_PROBLEM DESCRIPTION_
Copy out each line exactly as it appears.

_ENTRIES PROVIDED_
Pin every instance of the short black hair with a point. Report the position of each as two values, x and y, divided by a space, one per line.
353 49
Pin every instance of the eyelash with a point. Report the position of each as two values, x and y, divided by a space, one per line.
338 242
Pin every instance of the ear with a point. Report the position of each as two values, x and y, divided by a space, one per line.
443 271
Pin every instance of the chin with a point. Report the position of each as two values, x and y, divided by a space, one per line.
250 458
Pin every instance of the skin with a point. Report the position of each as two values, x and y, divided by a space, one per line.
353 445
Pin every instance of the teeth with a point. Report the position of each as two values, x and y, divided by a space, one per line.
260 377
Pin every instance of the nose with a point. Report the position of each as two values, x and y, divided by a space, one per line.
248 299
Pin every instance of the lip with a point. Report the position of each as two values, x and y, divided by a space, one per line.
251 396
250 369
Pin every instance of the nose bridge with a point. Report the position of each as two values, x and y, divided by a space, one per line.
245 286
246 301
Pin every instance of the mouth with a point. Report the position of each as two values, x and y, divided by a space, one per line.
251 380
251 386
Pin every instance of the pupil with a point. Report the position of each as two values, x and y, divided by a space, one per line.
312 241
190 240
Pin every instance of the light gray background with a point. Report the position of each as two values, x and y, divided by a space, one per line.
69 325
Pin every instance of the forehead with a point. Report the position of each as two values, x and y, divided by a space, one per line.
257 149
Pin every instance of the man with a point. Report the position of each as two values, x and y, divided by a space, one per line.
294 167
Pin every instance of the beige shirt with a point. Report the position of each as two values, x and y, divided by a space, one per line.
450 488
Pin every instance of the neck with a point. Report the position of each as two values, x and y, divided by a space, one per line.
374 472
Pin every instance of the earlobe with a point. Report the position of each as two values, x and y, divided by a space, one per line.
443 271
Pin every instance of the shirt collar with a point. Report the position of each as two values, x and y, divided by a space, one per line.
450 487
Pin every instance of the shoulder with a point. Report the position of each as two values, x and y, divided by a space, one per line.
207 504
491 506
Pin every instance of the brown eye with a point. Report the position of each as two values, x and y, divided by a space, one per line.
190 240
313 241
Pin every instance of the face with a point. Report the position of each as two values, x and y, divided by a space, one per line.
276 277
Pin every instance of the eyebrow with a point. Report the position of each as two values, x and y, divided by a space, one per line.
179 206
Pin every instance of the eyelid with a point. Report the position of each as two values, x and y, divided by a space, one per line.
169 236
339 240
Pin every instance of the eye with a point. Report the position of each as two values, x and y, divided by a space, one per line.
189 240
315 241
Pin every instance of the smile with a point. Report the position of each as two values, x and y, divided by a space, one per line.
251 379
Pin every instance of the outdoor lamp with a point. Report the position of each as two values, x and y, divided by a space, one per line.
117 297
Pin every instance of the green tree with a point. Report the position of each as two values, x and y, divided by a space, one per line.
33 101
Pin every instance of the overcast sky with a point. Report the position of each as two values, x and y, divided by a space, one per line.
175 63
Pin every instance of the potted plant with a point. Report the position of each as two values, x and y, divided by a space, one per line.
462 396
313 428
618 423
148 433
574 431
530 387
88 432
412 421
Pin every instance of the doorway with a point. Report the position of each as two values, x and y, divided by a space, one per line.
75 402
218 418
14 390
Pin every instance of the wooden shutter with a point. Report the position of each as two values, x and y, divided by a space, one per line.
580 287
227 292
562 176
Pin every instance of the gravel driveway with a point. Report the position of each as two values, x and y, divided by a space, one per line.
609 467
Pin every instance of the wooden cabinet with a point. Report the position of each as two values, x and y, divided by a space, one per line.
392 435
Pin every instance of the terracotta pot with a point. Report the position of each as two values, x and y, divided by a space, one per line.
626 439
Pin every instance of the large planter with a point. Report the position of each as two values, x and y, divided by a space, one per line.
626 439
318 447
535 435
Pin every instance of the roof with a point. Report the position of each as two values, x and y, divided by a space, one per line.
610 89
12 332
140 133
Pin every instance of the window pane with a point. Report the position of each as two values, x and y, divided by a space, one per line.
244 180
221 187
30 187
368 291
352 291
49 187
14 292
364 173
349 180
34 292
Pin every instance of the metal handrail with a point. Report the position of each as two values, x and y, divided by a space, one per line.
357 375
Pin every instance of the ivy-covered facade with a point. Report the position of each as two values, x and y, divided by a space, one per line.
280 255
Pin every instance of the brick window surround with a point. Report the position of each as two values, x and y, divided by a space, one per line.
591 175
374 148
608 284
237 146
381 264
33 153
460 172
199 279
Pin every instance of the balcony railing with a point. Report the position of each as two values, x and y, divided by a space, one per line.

_FULL RESPONSE_
Pin every instance of the short black hair with a point. Report the position of each as two values, x and y, divided by a space, one per line.
353 49
Pin every instance of the eyelash with a point. Report the position of each as two values, x and y, divided by a space, one per line.
338 242
Pin every instance of the ear with a point. Report the position of each as two values, x and y, divided by a space, one per line.
443 271
Pin every instance of the chin with a point. Report the position of each as two values, x and y, divided by a space, one per line.
250 458
Pin every instance of the skin with a point. Report the position of each as two values, x and y, divided by a space, one per line.
353 445
Pin every instance of the teeth with a point. Report the position of each as two values, x and y, divided by a space, one per line.
260 377
Pin every instance of the nose with a point. Report the position of each as two values, x and y, divided by a space, one per line.
248 299
Pin every instance of the lip with a point. Report the position of each as two values, x and y, divided by a space, one per line.
251 396
250 369
Pin every instance of the nose bridge with a point. Report the position of each as two values, x and y, divided by a space, one per line.
245 286
246 301
Pin every instance of the mouth with a point. Report the position of each as two values, x and y, divided by a space, one per line.
251 380
251 386
Pin every instance of the pupil with a point. Report the position of each as two values, x and y, divided by a space, one per line.
312 241
190 240
Pin every instance of the light gray background with a point. Report the position of each as two values, x and y, divided by a space, one per line.
69 325
Pin every instance of the forehead with a point. Report the position of each as two values, x and y, divided by a space, one per line.
257 149
Pin every instance of the man with a point. Report the position of each as two values, x and y, divided by a space, one per line.
294 167
Pin every instance of the beige shirt with a point. Report the position of each as two values, x and y, divided by a space, one per line.
450 488
Pin every instance of the neck with a point. Report the position of each as two values, x and y, divided by a space, one per line.
374 472
Pin every instance of the earlobe with a point. Report the position of each as two values, x and y, divided by a space, one per line.
443 271
Pin every instance of the shirt collar with a point. Report the position of each as two values, x and y, divided by a space, one per line.
450 487
Pin every instance of the shoulder with a point. Report the position of each as two values, x and y, divided by a space, one per line.
207 504
491 506
Pin every instance of the brown eye with a point. Report the position of each as two values, x and y, divided by a space, one per line.
190 240
313 241
Pin every instance of the face with a point. Report the position of each as two values, x and y, divided by a space, one per line.
276 277
Pin every instance of the eyebrow with a point. Report the position of each as two values, x and y, divided by a space, one per line.
179 206
Pin every instance of the eyelid with a point. Report the position of each as two values, x and y, divided by a space, one per line.
169 236
339 240
Pin every instance of the eye with a point. Report the position of each as two values, x and y, divided by a space, one per line.
189 240
315 241
Pin every instance of the smile with a point. Report the position of each as two values, x and y, divided by a space, one per line.
251 379
Pin every instance of the outdoor lamp with a point. Report the position of each as two values, x and y, divided by a space, one per line.
117 297
Pin every instance of the green tree with a point. Report the position of each as two values, x and y, divided by a space, one per line.
33 101
Pin every instance of the overcast sky with a point. Report the position of each as two values, x and y, divided by a space, one per line.
175 63
Pin every instance of the potted plant with a point. Report the position of each as two values, x and y, divided by a space, one per line.
462 396
313 428
618 423
148 433
574 431
530 387
88 432
412 421
Pin every instance of the doorway with a point. Report the position of each as two values, x and y, divided by a space, one per line.
75 402
218 418
14 390
Pin every instance of the wooden shutter with a point. Report the position of each as two values, x and y, divided by a space, one per line.
580 287
227 292
562 176
Pin every instance of the gravel driveway with a point. Report the position of each as two values, x and y, divided by a space, one per line.
609 467
Pin every instance of the wooden cabinet with a point. Report the position of each as two values, x and y, divided by a space, one per line.
392 435
Pin every instance of the terracotta pot with a point. Report the position of each as two values, x and y, divided by a space, one per line.
626 439
Pin every instance of the large planter with a point. Report the position of each as two values, x and y, divided by a space, one per line.
626 439
318 447
535 435
Pin every instance of the roof with a point. Report the position of each as two values, x and y, divided by a space, one per line.
610 89
12 332
140 133
Pin every instance of the window pane with a point. Report the position of each as two values, x and y, divided by a space, one per line.
244 180
221 187
30 187
368 291
352 291
49 187
14 292
364 173
349 180
34 292
Pin every instance of the metal handrail with a point. Report the position of each as two values, x and y, divided by a space, one per line.
357 375
Pin every instance of the ivy-covered facade with a point. Report the position of each as two values, x and y, divided by a space, one per line.
280 255
Pin every instance of the brick window surround with a point. Report the position of each as two values, x and y, divided by a space, one per line.
591 175
374 148
608 284
237 146
381 264
33 153
460 172
199 279
Pin every instance of the balcony railing with a point. Report the position of each as two values, x and y, divided by a space, one per line.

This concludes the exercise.